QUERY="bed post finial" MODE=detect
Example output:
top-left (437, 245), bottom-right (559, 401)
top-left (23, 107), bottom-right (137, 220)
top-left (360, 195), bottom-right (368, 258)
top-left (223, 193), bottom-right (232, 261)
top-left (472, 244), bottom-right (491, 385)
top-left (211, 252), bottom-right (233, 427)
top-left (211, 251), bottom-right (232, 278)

* * * * * * *

* **ACTIVITY**: With the records above in view, retype each one exactly.

* **TASK RESULT**:
QUERY="bed post finial" MODE=detect
Example output:
top-left (437, 245), bottom-right (559, 401)
top-left (23, 107), bottom-right (137, 220)
top-left (360, 195), bottom-right (368, 258)
top-left (223, 193), bottom-right (232, 261)
top-left (472, 244), bottom-right (491, 385)
top-left (211, 252), bottom-right (233, 427)
top-left (211, 251), bottom-right (232, 278)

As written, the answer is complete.